* **Data for the task**:
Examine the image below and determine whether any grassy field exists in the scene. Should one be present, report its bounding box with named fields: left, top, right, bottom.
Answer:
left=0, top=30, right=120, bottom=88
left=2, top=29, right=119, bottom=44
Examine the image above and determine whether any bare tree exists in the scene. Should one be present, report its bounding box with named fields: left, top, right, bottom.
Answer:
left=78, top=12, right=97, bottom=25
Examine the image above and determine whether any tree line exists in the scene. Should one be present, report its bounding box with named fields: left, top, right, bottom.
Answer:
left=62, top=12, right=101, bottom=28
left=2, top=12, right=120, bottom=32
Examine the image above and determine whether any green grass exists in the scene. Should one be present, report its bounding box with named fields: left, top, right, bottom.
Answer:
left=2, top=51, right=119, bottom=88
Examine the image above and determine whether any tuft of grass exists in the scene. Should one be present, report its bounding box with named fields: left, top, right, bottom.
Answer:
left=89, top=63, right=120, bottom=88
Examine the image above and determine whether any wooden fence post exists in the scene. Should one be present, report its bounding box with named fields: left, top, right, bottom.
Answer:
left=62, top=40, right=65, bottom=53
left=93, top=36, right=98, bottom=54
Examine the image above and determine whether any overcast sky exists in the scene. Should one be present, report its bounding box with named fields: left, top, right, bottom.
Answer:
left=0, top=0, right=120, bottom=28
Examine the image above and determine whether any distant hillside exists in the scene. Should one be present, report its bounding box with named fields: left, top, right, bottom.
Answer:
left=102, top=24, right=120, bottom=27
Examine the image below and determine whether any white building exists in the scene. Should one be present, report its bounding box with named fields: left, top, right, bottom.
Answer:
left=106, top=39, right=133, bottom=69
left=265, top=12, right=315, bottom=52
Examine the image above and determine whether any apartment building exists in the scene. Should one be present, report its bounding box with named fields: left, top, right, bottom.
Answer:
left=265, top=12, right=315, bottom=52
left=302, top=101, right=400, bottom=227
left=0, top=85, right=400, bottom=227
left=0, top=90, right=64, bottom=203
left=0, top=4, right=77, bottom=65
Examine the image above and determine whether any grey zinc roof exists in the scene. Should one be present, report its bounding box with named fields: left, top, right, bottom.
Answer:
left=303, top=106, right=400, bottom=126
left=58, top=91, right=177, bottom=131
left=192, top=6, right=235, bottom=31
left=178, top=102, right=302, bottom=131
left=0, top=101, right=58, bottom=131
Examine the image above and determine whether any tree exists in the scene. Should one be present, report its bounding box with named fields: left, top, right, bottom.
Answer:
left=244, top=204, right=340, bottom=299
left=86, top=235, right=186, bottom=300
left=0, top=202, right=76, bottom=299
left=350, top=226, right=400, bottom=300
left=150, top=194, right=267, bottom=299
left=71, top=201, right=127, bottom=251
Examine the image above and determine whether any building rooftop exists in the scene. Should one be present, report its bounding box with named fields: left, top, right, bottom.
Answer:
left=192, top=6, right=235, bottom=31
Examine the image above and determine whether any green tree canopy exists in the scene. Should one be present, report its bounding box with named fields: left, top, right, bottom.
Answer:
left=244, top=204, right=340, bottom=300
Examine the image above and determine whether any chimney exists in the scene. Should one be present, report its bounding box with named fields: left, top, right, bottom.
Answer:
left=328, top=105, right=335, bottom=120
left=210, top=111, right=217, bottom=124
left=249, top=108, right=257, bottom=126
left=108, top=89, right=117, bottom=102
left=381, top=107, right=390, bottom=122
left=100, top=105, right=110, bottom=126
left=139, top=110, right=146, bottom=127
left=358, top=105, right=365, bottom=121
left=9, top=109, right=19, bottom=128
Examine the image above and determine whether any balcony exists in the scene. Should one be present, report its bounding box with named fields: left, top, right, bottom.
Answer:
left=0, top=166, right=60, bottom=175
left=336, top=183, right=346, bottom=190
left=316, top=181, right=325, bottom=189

* **To be done**:
Give every line of the data above as a JSON list of strings, one string per line, leaving out blank lines.

* **Answer to this problem**:
[
  "Examine the image below and determine whether any grassy field exists in the scene. Should one be present, report its bounding box with named fields: left, top, right, bottom.",
  "Answer:",
  "left=0, top=30, right=120, bottom=88",
  "left=2, top=29, right=119, bottom=44",
  "Examine the image above and determine whether any bare tree exists in the scene. Should one be present, report its bounding box with named fields: left, top, right, bottom.",
  "Answer:",
  "left=78, top=12, right=97, bottom=25",
  "Examine the image above and determine whether any tree line exists in the scene. Should one be present, report its bounding box with named fields: left, top, right, bottom.",
  "Answer:",
  "left=62, top=12, right=101, bottom=28",
  "left=2, top=12, right=120, bottom=32",
  "Examine the image above and determine whether any green grass exists in the scene. Should one be present, report its bounding box with named fields: left, top, right, bottom.",
  "Answer:",
  "left=2, top=51, right=119, bottom=88",
  "Examine the image above and determine whether any tuft of grass exists in the scene. Should one be present, report its bounding box with named fields: left, top, right, bottom.",
  "Answer:",
  "left=89, top=63, right=120, bottom=88",
  "Examine the image above and determine whether any wooden fence post exists in the scene. Should one be present, report its bounding box with named fields: left, top, right, bottom.",
  "Answer:",
  "left=62, top=40, right=65, bottom=53",
  "left=93, top=36, right=98, bottom=54",
  "Examine the image above and determine whether any overcast sky exists in the scene. Should one be present, report its bounding box with named fields: left, top, right, bottom.",
  "Answer:",
  "left=0, top=0, right=120, bottom=28",
  "Examine the image above and determine whether any distant hillside exists in the scene. Should one be present, report its bounding box with named fields: left, top, right, bottom.",
  "Answer:",
  "left=102, top=24, right=120, bottom=27",
  "Examine the image below and determine whether any white building exists in the scene. Should one be present, report its bounding box with named fields: left, top, right, bottom.",
  "Answer:",
  "left=106, top=39, right=133, bottom=69",
  "left=265, top=12, right=315, bottom=52",
  "Examine the image above and determine whether any apartment building exists in the scene. Should one be present, report its bounding box with named fields: left, top, right, bottom.",
  "Answer:",
  "left=265, top=12, right=315, bottom=52",
  "left=302, top=101, right=400, bottom=227",
  "left=0, top=85, right=400, bottom=227",
  "left=0, top=90, right=64, bottom=203",
  "left=0, top=4, right=77, bottom=65",
  "Examine the image above and determine whether any grey zinc roof exists in the scene. Should one be present, report its bounding box with named fields: left, top, right, bottom.",
  "Answer:",
  "left=303, top=106, right=400, bottom=126",
  "left=58, top=91, right=177, bottom=131",
  "left=192, top=6, right=235, bottom=31",
  "left=178, top=102, right=302, bottom=131",
  "left=0, top=101, right=58, bottom=131",
  "Examine the image above and determine whether any tree exists in the scene. Should one be present, report its bounding box with named fields: left, top, right, bottom.",
  "Answer:",
  "left=244, top=204, right=340, bottom=299",
  "left=86, top=235, right=186, bottom=300",
  "left=0, top=202, right=76, bottom=299",
  "left=350, top=226, right=400, bottom=300",
  "left=150, top=194, right=267, bottom=299",
  "left=71, top=201, right=127, bottom=251",
  "Examine the image above and determine whether any building rooftop exists in the scene. Should one be present, report its bounding box with named fields: left, top, right, bottom.",
  "Answer:",
  "left=192, top=6, right=235, bottom=31",
  "Examine the image above and determine whether any green tree canopy exists in the scene. Should one be present, report its bounding box with named fields: left, top, right, bottom.",
  "Answer:",
  "left=244, top=204, right=340, bottom=300",
  "Examine the image above and determine whether any chimney exists in the scene. Should one be present, report its bounding box with named fields: left, top, right, bottom.",
  "Answer:",
  "left=328, top=105, right=335, bottom=120",
  "left=210, top=111, right=217, bottom=124",
  "left=249, top=108, right=257, bottom=126",
  "left=108, top=89, right=117, bottom=102",
  "left=381, top=107, right=390, bottom=122",
  "left=100, top=105, right=110, bottom=126",
  "left=139, top=110, right=146, bottom=127",
  "left=358, top=105, right=365, bottom=121",
  "left=9, top=109, right=19, bottom=128",
  "Examine the image above and determine whether any balcony exists in the scene. Should one be present, report its bounding box with named fields: left, top, right, bottom.",
  "Answer:",
  "left=0, top=166, right=60, bottom=175",
  "left=336, top=183, right=346, bottom=190",
  "left=316, top=181, right=325, bottom=189"
]